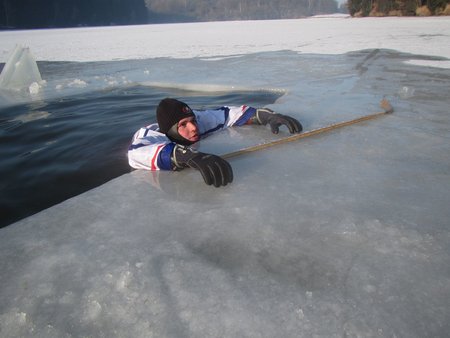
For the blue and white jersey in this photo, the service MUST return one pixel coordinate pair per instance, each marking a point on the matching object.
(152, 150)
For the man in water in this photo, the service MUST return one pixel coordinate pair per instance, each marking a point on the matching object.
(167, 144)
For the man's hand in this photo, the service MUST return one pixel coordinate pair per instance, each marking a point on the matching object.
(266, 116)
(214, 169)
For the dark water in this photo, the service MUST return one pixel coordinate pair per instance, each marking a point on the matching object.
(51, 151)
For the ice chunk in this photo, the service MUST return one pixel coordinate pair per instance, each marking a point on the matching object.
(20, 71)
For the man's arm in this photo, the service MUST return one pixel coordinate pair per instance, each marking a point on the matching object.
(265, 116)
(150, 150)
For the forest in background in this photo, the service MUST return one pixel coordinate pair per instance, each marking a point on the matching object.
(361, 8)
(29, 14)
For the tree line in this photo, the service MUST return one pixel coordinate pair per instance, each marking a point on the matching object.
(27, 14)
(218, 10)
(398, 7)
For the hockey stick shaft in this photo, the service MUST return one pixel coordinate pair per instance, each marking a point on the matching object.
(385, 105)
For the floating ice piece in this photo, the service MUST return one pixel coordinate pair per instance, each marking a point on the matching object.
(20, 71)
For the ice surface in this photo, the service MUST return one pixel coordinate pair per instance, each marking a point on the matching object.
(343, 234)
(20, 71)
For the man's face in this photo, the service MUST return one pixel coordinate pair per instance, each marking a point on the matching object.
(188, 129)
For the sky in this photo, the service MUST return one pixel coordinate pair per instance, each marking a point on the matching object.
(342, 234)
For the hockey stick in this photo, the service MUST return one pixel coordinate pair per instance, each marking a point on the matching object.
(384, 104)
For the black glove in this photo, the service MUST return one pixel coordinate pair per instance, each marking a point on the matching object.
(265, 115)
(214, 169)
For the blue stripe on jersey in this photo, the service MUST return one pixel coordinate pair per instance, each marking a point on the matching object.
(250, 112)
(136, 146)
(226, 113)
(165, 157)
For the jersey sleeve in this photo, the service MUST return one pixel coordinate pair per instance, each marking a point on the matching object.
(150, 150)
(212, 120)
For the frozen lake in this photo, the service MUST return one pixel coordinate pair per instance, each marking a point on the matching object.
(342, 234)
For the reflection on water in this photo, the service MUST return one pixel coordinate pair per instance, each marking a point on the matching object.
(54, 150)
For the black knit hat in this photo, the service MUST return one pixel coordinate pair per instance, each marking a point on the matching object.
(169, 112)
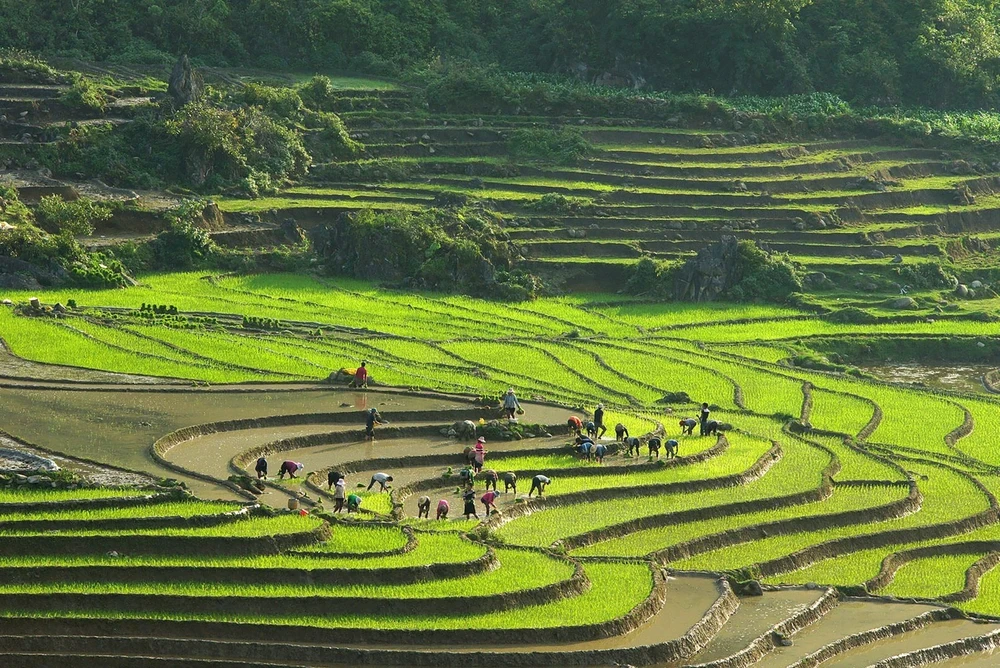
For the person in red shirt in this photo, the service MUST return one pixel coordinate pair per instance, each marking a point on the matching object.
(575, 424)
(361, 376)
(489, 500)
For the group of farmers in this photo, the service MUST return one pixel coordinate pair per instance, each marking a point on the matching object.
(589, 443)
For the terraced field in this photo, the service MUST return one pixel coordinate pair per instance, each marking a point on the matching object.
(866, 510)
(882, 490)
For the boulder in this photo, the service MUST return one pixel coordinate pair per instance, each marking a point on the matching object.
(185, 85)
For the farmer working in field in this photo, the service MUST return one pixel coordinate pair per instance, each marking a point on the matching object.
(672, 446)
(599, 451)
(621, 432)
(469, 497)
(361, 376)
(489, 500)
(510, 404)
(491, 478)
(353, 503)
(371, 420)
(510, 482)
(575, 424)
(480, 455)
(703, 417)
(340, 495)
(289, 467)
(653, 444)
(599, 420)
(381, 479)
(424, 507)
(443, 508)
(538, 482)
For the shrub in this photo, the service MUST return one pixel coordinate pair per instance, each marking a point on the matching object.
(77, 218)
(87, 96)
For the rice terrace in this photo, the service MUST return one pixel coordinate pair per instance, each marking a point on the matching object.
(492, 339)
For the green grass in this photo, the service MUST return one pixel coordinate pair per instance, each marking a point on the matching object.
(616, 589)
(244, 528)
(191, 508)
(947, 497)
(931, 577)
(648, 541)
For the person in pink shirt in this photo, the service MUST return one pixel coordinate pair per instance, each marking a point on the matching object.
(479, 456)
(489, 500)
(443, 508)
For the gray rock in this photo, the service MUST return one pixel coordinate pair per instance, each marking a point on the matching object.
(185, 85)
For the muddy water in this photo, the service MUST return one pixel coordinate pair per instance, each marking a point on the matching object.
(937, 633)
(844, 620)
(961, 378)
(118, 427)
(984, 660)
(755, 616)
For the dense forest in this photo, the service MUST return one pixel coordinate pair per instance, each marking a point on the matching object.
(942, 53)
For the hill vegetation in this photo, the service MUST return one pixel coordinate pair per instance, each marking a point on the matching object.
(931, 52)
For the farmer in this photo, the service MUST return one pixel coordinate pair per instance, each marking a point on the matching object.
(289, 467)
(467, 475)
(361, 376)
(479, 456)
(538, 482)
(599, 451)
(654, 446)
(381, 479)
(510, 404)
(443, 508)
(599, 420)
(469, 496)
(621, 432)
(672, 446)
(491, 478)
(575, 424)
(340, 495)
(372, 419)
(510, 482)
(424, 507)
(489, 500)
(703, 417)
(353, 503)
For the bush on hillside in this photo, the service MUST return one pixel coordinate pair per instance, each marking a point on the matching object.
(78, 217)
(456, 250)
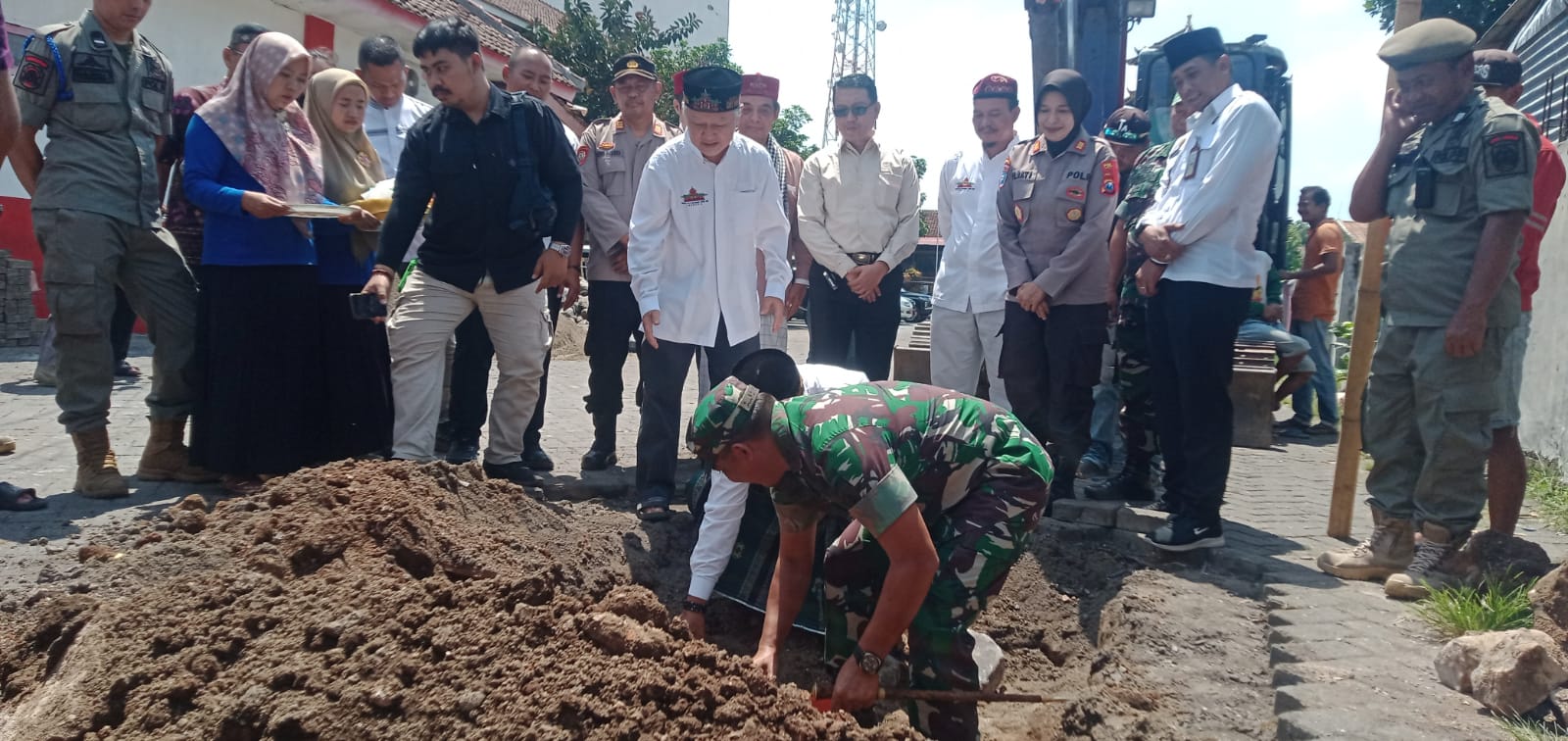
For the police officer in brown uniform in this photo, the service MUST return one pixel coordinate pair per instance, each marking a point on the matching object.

=-=-=-=-=

# Your assignment
Each entry above needs to be restated without a single word changed; skip the images.

# Solution below
For the blue and white jersey in this photo, the service MUST return one pixel coordinate pair per instance, each marking a point on the matching object.
(152, 150)
For the man in water in this photo, the service MUST return one pixel coordinate pair per instance, each marking a point on the matching object.
(167, 144)
For the man's hand in this photo, the service MUST return one pixel coordinate pair per instance, each marking a point on the matching object.
(266, 116)
(214, 169)
For the dark water in this photo, the service MUST return one pixel coordinate pair per instance, each marking a point on the matching object.
(51, 151)
For the ice chunk in this photo, the service MUST return one pixel coordinate pair per instance, each marking a point on the matching object.
(20, 71)
For the man's arm in this photo, the service MUST return one pixel coordinate pair per instance, each marking a point on the matching object.
(265, 116)
(150, 150)
For the forest in background in this photo, the service MUST return one pixel coordinate pair per instance, each marking a point on the matching object.
(361, 8)
(29, 14)
For the tree line in this photo, the service MUST return one pixel coordinate pair per instance, each marking a point on the matching object.
(27, 14)
(218, 10)
(398, 7)
For the hockey stick shaft in this photo, the service MUST return one pixel coordinate pair per instance, each marking a point on the matching object.
(385, 105)
For the floating ice piece in this photo, the service MUST return one pixel coordinate pair per instance, each marking a point on the matching object.
(20, 71)
For the ice surface in this photo, the service MUST return one pixel coordinate pair per instance, each marking a point on the matching object.
(343, 234)
(20, 71)
For the man's face in this photo, the service MUST return one pixel coordinate pair per instance, each marking a point on the matching object.
(188, 129)
For the sky in this photo, the service MUST return one pixel coordinate pair per instance, each marking a point on the matching object.
(342, 234)
For the hockey stick in this photo, the service MUST return one pixel coordinate pair per instance, each marking a point on the matching object.
(384, 104)
For the black glove in this photo, the service MUST return one pixel coordinate pair per instance, each marking a point on the matching object.
(265, 115)
(214, 169)
For the blue stripe on jersey in this photo, the service MUST return one pixel coordinate pair per instance, each marking a point on the matching object.
(250, 112)
(136, 146)
(226, 113)
(165, 157)
For the jersey sleeve in this photo, the service MUST return one pixel coordinate pair per instance, each marking a point on the matching object.
(150, 150)
(212, 120)
For the frozen lake in this photo, the service MUST return one pixel coordinate pair per instance, each marking a point on the matching object.
(342, 234)
For the reflection on water in this photo, the service MUST return one pixel coordinate pair per instance, each marking a point on the matching object.
(54, 150)
For the black knit hat in this photo, the service MUST return one pixel coordinate pair per instance, each marking a point on the matching object.
(169, 112)
For the person in red shirt in this photo, the service MUST return one pixel coordinate pair per instance, each marking a point on the matching object.
(575, 424)
(361, 376)
(489, 500)
For the group of farmers in this photo, the service MUST return one pixel coordinate pair per instance, each marking a point on the matching object.
(589, 443)
For the terraced field in this photo, the service MUST return one pixel coordinate pair per instance, each marking a point on the matching object.
(866, 510)
(882, 490)
For the boulder in this photo, the service MUST return one pixel coordinate pair per instance, each marking a point on the matching object.
(185, 85)
For the farmer working in field in this photo, the service MUST return one pixel coordinate pair per instance, each marking a point on the matching object.
(672, 446)
(599, 451)
(621, 432)
(469, 497)
(361, 376)
(489, 500)
(510, 404)
(491, 478)
(353, 503)
(371, 420)
(510, 482)
(575, 424)
(480, 455)
(703, 417)
(340, 495)
(289, 467)
(653, 444)
(599, 420)
(381, 479)
(424, 507)
(443, 508)
(538, 482)
For the shrub in this photo, the service MUST return one pixel coordinate pair per instance, each marking a point on the matching object.
(77, 218)
(87, 96)
For the rice terrace in this photo, the service MUST return one pixel coordinate pair per instance, each marking a point on the matching object.
(492, 339)
For the green grass in this photo, the service MUST return one pixel coordinate pair per instance, each marking a point on the matching object.
(616, 589)
(244, 528)
(191, 508)
(947, 497)
(931, 577)
(648, 541)
For the person in pink shirt in this photo, the service MUST return one pixel coordinate pair per instance, each marking a point on the matching object.
(479, 456)
(489, 500)
(443, 508)
For the gray rock in this photo, the service MUST return one pixel coordinate pair per instance, each marking a point on the matching object.
(185, 85)
For the muddy water in this photo, the service MUST return one pixel coordinate pair per instance, each marking a point on the matching object.
(937, 633)
(844, 620)
(961, 378)
(118, 427)
(984, 660)
(755, 616)
For the dense forest in this photo, the service MUST return one pixel coordinate pair per instance, each marking a point on the matching object.
(942, 53)
For the hill vegetation in this photo, the service MUST return one pixel coordinate pair per instance, each marking a point on the matching object.
(931, 52)
For the farmer in this photo, the service MUST return one pixel coordinate pair per instance, each marking a point on the matching object.
(289, 467)
(467, 475)
(361, 376)
(479, 456)
(538, 482)
(599, 451)
(654, 446)
(381, 479)
(510, 404)
(443, 508)
(599, 420)
(469, 496)
(621, 432)
(672, 446)
(491, 478)
(575, 424)
(340, 495)
(372, 419)
(510, 482)
(424, 507)
(489, 500)
(703, 417)
(353, 503)
For the bush on hillside in this photo, the service MUST return one pixel coordinate pair per instance, each marking a point on the matching object.
(78, 217)
(456, 250)
For the police officer in brown uniform in this photo, the service MUST return one pixel coordinate pair per instance, each marking a point on the matching object.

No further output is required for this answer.